◆ **Instructions to follow**
Output the rows from the line containing "Confirm that each instance of the open" through the line containing "[[513, 289]]", inclusive, as a JSON list of strings, one string per line, leaving out blank lines.

◆ **Material for this exercise**
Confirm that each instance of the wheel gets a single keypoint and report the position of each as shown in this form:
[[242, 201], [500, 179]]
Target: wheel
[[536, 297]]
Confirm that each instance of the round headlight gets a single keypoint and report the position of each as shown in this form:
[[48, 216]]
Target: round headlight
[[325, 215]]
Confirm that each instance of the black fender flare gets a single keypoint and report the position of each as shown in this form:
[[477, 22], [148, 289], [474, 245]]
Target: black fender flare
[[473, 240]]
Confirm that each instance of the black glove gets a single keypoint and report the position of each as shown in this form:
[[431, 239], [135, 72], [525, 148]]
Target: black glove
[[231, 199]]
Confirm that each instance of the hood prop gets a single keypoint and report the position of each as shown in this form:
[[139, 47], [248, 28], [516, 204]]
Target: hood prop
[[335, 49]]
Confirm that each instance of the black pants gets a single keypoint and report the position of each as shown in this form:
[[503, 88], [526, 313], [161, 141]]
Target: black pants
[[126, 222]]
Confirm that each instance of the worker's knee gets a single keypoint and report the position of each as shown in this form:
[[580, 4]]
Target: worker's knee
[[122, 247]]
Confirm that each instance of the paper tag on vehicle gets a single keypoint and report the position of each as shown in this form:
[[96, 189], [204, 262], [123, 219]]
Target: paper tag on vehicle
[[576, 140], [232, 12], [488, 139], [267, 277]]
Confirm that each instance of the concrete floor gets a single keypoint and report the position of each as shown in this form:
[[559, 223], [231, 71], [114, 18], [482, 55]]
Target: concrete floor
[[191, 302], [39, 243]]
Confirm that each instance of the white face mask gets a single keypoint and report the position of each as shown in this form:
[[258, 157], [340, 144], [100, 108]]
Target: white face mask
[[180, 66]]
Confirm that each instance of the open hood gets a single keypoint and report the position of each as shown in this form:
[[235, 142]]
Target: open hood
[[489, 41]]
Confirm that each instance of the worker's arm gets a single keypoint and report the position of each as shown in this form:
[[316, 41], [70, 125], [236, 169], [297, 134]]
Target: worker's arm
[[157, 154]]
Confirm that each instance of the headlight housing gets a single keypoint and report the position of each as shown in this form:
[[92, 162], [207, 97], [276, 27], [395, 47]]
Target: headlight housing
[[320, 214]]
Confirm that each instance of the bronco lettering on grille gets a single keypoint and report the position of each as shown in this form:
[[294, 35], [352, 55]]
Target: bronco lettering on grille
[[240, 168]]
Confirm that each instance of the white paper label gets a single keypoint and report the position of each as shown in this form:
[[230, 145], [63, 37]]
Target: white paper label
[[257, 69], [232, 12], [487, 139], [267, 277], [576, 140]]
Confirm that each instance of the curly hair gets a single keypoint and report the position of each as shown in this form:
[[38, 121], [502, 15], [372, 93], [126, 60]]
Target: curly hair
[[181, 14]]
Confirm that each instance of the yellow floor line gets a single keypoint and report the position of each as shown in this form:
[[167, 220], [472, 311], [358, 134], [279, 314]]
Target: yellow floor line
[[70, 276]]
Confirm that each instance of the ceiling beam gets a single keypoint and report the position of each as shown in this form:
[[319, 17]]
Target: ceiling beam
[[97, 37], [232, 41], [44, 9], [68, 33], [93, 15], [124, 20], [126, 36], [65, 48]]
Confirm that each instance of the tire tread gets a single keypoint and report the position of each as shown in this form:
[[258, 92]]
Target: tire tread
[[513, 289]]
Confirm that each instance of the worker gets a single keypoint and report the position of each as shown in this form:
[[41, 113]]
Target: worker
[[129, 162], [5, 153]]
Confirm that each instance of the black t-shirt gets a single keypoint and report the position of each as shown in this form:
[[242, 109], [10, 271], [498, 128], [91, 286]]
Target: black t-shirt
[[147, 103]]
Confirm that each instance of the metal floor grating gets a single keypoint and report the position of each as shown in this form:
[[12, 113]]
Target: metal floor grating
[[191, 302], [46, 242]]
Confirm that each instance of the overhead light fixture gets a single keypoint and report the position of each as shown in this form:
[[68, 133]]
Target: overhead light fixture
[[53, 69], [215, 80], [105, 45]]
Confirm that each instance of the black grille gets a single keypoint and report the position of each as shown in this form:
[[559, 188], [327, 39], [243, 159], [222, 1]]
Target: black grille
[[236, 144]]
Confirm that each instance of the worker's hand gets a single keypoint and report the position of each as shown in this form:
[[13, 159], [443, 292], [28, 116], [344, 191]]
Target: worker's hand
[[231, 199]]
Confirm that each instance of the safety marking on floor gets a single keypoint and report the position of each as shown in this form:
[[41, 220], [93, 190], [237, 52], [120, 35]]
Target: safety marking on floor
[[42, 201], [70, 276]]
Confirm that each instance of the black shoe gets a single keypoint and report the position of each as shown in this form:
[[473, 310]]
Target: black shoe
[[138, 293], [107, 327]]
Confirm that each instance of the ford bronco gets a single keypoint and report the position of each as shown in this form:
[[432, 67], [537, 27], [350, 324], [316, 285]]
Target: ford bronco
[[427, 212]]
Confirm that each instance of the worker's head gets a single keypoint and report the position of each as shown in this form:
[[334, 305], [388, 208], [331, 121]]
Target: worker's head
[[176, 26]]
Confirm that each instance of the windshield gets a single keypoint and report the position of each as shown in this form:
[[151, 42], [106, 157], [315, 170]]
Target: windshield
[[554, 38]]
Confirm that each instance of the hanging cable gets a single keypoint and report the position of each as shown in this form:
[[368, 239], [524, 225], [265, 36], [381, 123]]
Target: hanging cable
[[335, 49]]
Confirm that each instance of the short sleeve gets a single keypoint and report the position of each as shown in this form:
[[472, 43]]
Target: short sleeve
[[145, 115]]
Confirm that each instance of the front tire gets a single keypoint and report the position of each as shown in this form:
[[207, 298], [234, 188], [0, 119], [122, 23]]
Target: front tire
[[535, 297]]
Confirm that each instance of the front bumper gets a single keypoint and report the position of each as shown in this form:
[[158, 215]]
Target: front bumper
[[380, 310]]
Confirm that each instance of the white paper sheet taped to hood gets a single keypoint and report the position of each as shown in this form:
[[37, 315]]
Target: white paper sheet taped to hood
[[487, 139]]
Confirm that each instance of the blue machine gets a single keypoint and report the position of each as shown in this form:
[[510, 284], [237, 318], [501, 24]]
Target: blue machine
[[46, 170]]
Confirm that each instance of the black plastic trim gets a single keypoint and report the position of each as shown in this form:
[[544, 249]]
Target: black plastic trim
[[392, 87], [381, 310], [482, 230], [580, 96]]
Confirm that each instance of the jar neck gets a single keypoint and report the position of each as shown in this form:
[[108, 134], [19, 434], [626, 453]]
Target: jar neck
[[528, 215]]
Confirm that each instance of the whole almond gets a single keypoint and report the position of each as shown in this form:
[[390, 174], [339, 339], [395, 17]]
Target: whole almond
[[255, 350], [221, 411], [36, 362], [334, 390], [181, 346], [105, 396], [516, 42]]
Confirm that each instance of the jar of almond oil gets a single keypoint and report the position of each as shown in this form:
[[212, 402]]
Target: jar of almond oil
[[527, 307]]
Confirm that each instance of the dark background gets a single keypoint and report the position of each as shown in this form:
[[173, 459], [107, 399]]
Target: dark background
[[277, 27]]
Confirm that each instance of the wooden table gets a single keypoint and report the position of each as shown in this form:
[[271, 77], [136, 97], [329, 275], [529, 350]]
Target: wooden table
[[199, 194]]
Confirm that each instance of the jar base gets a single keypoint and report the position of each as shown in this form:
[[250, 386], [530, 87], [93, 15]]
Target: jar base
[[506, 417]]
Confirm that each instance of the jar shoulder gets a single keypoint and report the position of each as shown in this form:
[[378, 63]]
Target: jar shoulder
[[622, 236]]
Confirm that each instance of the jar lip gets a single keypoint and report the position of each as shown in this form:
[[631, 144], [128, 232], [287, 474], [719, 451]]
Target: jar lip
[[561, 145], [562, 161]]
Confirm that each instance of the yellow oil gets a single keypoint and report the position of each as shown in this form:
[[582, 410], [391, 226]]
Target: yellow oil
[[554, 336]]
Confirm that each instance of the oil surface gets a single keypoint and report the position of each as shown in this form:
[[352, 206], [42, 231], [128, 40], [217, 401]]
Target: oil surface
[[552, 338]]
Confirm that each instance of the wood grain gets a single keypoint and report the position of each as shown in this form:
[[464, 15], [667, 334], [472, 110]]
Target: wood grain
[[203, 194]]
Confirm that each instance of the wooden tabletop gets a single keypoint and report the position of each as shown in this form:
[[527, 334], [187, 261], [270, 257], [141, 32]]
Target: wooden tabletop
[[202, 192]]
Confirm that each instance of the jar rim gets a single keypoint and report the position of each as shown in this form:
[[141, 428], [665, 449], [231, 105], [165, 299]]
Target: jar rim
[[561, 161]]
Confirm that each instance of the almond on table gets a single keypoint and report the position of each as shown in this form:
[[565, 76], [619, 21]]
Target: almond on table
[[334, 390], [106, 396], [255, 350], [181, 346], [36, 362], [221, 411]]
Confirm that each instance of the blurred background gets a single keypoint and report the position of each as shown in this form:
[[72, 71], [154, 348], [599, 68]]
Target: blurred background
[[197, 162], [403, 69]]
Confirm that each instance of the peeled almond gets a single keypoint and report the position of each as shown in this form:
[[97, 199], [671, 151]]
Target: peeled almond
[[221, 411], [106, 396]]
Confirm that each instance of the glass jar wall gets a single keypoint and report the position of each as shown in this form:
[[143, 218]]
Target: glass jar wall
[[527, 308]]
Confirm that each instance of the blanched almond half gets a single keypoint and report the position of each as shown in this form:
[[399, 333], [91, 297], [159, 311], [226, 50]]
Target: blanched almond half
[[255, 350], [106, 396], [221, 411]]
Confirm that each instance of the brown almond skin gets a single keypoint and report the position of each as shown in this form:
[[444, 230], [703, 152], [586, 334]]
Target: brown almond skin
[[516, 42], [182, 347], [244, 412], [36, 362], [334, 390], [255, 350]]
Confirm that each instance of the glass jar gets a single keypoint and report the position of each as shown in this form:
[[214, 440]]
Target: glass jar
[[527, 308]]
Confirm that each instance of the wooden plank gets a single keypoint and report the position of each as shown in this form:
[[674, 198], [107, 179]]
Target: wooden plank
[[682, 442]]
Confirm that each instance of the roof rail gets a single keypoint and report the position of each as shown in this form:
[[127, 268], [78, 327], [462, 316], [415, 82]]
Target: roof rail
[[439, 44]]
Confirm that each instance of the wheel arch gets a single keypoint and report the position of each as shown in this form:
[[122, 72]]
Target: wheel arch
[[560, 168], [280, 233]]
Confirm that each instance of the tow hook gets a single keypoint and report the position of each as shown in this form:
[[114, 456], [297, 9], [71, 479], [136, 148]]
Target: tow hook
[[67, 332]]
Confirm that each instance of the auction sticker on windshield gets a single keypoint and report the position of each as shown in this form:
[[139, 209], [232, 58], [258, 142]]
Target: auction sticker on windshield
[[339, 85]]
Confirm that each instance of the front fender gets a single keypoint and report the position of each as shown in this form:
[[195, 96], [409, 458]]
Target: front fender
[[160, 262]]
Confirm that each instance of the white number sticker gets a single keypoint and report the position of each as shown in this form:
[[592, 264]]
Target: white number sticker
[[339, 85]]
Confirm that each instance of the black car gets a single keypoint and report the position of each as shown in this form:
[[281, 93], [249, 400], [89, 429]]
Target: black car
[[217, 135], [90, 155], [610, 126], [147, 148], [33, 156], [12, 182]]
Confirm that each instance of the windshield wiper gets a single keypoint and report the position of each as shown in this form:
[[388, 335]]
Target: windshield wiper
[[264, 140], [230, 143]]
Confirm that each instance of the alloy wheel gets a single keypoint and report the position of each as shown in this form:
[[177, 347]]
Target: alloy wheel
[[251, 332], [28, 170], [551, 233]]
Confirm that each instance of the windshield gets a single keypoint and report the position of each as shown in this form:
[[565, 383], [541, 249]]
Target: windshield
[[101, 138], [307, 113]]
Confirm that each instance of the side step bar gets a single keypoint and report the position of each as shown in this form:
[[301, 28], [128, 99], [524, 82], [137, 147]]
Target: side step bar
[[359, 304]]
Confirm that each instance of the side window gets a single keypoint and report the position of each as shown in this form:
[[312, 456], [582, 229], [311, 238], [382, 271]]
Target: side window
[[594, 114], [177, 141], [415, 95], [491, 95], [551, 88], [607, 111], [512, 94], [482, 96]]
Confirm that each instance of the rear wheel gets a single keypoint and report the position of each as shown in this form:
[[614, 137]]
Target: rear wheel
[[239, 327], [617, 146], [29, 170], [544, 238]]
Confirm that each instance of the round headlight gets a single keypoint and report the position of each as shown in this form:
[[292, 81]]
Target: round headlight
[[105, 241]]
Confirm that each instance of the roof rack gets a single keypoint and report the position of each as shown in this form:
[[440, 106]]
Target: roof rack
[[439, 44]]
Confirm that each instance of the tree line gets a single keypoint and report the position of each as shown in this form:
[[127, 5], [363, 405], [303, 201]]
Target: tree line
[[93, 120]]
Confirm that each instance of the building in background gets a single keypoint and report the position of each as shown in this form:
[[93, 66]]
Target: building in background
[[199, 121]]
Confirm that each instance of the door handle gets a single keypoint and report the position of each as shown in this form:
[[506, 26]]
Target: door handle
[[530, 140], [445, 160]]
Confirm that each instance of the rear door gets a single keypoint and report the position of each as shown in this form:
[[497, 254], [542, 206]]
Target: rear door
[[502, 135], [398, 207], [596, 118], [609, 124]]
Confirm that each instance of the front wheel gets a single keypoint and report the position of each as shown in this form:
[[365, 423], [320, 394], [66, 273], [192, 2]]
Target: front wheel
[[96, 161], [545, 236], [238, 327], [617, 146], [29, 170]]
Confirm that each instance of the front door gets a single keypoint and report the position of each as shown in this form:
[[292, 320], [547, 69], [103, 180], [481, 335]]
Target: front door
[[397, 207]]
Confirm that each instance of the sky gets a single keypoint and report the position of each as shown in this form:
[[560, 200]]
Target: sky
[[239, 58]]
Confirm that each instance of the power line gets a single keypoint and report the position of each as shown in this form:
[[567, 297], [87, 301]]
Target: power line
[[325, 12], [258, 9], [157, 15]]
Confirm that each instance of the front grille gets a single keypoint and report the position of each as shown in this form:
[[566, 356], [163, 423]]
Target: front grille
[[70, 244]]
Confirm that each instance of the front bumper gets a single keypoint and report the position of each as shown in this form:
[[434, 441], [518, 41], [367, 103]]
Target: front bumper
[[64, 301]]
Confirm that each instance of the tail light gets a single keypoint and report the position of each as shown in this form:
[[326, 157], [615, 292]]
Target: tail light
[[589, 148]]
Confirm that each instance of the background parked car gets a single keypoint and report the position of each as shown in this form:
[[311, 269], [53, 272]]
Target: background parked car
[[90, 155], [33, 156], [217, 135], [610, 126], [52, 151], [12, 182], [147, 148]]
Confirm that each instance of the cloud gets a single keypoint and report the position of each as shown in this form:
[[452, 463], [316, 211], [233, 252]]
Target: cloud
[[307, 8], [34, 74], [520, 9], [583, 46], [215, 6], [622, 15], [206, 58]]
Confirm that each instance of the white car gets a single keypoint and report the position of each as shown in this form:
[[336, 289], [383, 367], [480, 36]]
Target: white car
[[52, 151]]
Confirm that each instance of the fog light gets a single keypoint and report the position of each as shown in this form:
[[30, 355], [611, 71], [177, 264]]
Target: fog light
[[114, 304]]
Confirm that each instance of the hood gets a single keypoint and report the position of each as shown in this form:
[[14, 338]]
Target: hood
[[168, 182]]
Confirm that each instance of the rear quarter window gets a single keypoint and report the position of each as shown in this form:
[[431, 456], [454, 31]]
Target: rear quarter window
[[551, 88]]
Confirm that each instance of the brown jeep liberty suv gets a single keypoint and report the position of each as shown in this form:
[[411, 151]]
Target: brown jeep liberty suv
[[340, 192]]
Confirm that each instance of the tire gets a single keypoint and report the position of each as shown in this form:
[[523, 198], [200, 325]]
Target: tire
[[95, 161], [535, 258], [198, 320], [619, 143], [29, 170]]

◆ **Finished exercise**
[
  "Confirm that each instance of the open hood gets a single keypoint and report the position of each as shown in this form:",
  "[[235, 142]]",
  "Target: open hood",
  "[[489, 41]]",
  "Confirm that each instance of the worker's arm gets a single keypoint and report the position of each as shown in this form:",
  "[[316, 41], [70, 125], [236, 169], [297, 134]]",
  "Target: worker's arm",
  "[[157, 154]]",
  "Confirm that each instance of the headlight housing gets a single keypoint and report the position of each as shown in this form:",
  "[[92, 162], [207, 97], [276, 27], [395, 47]]",
  "Target: headlight housing",
  "[[320, 214]]",
  "Confirm that each instance of the bronco lettering on grille gets a single keypoint and report the position of each as shown in this form:",
  "[[294, 35], [352, 55]]",
  "Target: bronco lettering on grille",
  "[[240, 168]]",
  "Confirm that each instance of the white paper label gets a single keypoint and report the position of each as shown in this form:",
  "[[230, 145], [63, 37]]",
  "Target: white paper label",
  "[[257, 69], [232, 12], [487, 139], [267, 277], [576, 140]]",
  "Confirm that each instance of the curly hair gets a single keypoint and report the position of each as shown in this form:",
  "[[38, 121], [502, 15], [372, 93], [126, 60]]",
  "Target: curly hair",
  "[[181, 14]]",
  "Confirm that each instance of the yellow floor line gets a single keypoint and report the position of each as shown in this form:",
  "[[167, 220], [472, 311], [358, 134], [279, 314]]",
  "Target: yellow floor line",
  "[[70, 276]]",
  "Confirm that each instance of the ceiling beam gets a single keypoint and report the position of each as shown in this form:",
  "[[319, 17]]",
  "Target: ceiling beam",
  "[[97, 37], [232, 41], [44, 9], [68, 33], [93, 15], [124, 20], [126, 36], [65, 48]]",
  "Confirm that each instance of the tire tread gets a single keypoint and report the position of each as shown in this form:",
  "[[258, 92]]",
  "Target: tire tread",
  "[[513, 289]]"
]